SOURCE DOCUMENT.
Objectives To describe patterns of service use and to predict risk factors for re-presentation to a metropolitan emergency department (ED) among people who are homeless.
Methods A retrospective cohort analysis was undertaken over a 24-month period from a principal referral hospital in Melbourne, Australia. All ED visits relating to people classified as homeless were included. A predictive model for risk of re-presentation was developed using logistic regression with random effects. Rates of re-presentation, defined as the total number of visits to the same ED within 28 days of discharge, were measured.
Results The study period was 1 January 2003 to 31 December 2004. The re-presentation rate for homeless people was 47.8% (3199/6689) of ED visits and 45.5% (725/1595) of the patients. The final predictive model included risk factors, which incorporated both hospital and community service use. Those characteristics that resulted in significantly increased odds of re-presentation were leaving hospital at own risk (OR 1.31; 95% CI 1.10 to 1.56), treatment in another hospital (OR 1.45, 95% CI 1.23 to 1.72) and being in receipt of community-based case management (OR 1.31, 95% CI 1.11 to 1.54) or pension (OR 1.34, 95% CI 1.12 to 1.62).

TASK LIST.
**1.** List the characteristics that the abstract on emergency department re-presentation among homeless people reports as significantly increasing the odds of re-presentation.
**2.** Reproduce the stretch of the abstract from "Methods A retrospective" through "discharge, were measured.".

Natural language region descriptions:

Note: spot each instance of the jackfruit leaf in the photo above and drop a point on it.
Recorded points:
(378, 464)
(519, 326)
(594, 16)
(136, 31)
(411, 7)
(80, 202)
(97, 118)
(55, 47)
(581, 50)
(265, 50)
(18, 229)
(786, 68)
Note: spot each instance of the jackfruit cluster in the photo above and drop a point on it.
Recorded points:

PER-TASK ANSWERS.
**1.**
- Leaving hospital at own risk
- Treatment in another hospital
- Being in receipt of community-based case management
- Being in receipt of a pension

**2.**
Methods A retrospective cohort analysis was undertaken over a 24-month period from a principal referral hospital in Melbourne, Australia. All ED visits relating to people classified as homeless were included. A predictive model for risk of re-presentation was developed using logistic regression with random effects. Rates of re-presentation, defined as the total number of visits to the same ED within 28 days of discharge, were measured.